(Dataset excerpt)
▬▬▬▬▬▬▬▬▬▬
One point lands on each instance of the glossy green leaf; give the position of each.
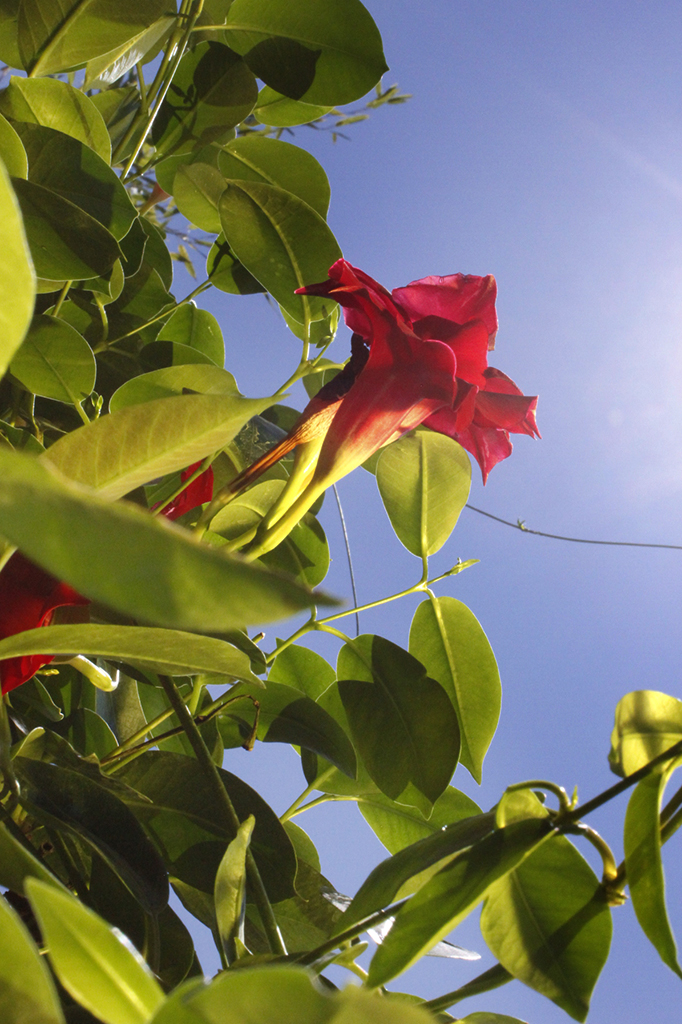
(168, 651)
(66, 243)
(391, 876)
(201, 378)
(56, 104)
(449, 641)
(644, 866)
(111, 67)
(17, 279)
(117, 453)
(197, 190)
(69, 800)
(230, 889)
(282, 242)
(357, 1006)
(11, 151)
(285, 994)
(180, 813)
(287, 716)
(402, 723)
(549, 925)
(397, 825)
(58, 35)
(99, 970)
(452, 894)
(197, 328)
(281, 112)
(226, 273)
(213, 90)
(71, 169)
(321, 54)
(647, 722)
(166, 577)
(28, 994)
(303, 669)
(424, 480)
(254, 158)
(55, 361)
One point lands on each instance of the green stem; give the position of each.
(489, 979)
(228, 813)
▬▬▬▬▬▬▬▬▬▬
Direction:
Copy all of the material above line for line, without changing anything. Leave the pictures out of your copy.

Result below:
One point lands on each instance of the glossy green leaf; give the position of each.
(168, 651)
(66, 243)
(391, 876)
(201, 378)
(56, 104)
(449, 641)
(644, 866)
(111, 67)
(17, 279)
(117, 453)
(197, 190)
(69, 800)
(230, 889)
(282, 242)
(357, 1006)
(11, 151)
(285, 994)
(180, 813)
(287, 716)
(402, 723)
(549, 925)
(397, 825)
(58, 35)
(99, 970)
(452, 894)
(197, 328)
(281, 112)
(226, 273)
(213, 90)
(71, 169)
(321, 54)
(647, 722)
(166, 577)
(28, 994)
(303, 669)
(424, 480)
(254, 158)
(55, 361)
One point lands on each instance of the green stem; give the position of each.
(489, 979)
(228, 813)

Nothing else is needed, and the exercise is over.